Items from a data source:
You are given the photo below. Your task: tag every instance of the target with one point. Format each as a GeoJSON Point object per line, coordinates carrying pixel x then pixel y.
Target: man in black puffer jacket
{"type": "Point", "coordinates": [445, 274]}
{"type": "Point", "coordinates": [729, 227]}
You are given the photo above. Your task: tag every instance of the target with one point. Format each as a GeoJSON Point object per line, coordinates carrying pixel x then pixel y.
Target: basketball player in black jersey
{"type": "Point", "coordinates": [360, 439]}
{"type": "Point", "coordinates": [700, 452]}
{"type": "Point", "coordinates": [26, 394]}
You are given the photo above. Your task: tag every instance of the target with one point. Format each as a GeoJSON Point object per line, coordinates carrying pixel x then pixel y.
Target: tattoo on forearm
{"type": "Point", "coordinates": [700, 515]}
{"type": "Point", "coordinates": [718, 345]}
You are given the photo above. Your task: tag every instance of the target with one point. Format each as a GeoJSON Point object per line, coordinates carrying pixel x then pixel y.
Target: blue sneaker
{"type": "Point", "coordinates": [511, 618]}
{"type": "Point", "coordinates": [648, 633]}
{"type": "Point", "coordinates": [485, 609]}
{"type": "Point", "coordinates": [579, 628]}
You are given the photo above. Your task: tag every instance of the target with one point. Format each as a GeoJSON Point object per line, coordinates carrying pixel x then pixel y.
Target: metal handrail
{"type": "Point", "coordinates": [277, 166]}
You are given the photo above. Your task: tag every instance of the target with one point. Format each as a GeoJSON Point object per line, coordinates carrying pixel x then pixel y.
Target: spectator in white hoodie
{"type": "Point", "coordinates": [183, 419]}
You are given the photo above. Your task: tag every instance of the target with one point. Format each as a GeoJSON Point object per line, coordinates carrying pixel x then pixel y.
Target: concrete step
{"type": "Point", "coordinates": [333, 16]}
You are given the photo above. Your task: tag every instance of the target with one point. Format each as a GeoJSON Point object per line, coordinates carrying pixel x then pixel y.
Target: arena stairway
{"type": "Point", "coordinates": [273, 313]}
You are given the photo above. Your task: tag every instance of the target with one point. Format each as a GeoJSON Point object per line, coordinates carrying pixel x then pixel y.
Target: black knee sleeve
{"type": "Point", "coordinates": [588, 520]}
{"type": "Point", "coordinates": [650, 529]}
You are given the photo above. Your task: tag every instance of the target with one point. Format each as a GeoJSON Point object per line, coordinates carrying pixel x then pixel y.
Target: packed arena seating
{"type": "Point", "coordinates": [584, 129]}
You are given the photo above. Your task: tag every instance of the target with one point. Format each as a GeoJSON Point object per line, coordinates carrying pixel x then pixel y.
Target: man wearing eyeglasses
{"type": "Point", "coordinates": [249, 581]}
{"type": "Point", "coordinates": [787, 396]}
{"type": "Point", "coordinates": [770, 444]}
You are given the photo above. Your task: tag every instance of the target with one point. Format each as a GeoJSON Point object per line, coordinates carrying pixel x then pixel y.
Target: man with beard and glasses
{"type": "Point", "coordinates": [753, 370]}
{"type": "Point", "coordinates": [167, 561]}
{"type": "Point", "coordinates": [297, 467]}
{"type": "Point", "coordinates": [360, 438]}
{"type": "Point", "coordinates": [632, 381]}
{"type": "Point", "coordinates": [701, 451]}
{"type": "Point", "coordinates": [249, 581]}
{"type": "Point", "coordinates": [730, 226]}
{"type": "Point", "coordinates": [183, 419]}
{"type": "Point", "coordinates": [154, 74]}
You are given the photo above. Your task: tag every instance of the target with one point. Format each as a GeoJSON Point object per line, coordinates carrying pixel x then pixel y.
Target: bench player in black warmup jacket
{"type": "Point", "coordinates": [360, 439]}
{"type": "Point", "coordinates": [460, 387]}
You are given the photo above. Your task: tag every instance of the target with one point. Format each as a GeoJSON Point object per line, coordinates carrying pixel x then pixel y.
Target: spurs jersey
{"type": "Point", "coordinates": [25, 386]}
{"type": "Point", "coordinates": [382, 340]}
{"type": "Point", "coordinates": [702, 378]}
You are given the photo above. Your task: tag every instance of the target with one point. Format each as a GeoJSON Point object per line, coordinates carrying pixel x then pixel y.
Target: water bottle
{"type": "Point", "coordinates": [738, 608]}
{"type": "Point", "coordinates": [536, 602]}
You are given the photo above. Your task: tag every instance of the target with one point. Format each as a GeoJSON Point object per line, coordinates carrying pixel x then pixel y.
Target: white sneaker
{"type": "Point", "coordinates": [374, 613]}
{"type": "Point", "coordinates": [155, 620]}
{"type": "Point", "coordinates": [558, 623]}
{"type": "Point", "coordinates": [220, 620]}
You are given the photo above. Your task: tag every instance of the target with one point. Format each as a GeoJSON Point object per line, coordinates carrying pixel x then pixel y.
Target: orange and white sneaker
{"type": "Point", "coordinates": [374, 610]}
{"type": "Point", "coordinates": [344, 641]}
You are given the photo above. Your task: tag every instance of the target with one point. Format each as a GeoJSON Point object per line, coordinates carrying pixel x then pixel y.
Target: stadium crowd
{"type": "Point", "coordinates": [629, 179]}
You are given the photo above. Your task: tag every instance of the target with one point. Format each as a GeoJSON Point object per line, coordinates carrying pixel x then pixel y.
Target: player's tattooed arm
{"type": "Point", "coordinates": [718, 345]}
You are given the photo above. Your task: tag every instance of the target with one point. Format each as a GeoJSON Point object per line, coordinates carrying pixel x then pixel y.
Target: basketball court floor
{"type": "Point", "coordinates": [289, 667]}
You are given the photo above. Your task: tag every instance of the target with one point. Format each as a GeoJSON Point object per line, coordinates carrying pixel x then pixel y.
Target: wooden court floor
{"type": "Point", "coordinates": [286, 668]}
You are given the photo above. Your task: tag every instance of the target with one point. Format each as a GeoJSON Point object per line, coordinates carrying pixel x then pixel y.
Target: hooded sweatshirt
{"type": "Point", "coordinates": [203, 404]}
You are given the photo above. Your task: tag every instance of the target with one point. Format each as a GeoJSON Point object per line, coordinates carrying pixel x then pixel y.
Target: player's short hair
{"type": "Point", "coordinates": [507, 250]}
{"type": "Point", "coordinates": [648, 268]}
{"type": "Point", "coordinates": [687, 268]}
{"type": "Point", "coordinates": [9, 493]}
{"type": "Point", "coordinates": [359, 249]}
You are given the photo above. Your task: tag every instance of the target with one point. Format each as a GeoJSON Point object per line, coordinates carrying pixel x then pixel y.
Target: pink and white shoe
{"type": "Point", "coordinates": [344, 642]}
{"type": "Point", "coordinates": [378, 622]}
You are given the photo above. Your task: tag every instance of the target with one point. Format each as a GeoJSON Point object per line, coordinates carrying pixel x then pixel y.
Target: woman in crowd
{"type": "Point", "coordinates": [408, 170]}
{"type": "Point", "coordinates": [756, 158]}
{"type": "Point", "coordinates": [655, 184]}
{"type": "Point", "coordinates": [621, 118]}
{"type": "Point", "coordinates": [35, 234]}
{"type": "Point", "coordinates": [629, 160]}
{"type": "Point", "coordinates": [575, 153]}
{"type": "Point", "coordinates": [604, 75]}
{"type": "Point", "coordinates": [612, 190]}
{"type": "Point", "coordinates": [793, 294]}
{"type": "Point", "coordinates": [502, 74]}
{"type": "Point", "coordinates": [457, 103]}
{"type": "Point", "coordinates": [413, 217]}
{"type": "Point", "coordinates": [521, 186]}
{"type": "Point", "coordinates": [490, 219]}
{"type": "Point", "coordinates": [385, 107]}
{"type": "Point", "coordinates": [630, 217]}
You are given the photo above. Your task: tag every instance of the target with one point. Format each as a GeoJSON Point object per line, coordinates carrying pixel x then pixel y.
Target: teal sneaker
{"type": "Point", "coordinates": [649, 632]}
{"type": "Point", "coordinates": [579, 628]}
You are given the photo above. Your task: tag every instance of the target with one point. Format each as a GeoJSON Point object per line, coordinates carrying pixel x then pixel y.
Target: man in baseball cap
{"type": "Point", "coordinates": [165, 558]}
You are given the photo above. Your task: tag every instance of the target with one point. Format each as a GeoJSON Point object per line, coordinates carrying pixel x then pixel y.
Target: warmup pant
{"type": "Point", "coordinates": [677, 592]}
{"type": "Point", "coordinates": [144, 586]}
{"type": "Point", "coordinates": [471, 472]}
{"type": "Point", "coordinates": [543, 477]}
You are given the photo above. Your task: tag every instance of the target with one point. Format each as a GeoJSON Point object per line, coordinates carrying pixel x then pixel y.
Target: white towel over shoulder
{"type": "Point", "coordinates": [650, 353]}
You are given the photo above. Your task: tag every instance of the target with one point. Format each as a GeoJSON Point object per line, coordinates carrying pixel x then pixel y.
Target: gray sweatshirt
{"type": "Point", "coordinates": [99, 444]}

Stated task:
Find every line in the entries above that contains the word "black", paying attention to case, and copy each one.

The reply:
Target: man in black puffer jacket
Target: basketball player in black jersey
Target: black knee sleeve
Target: bench player in black warmup jacket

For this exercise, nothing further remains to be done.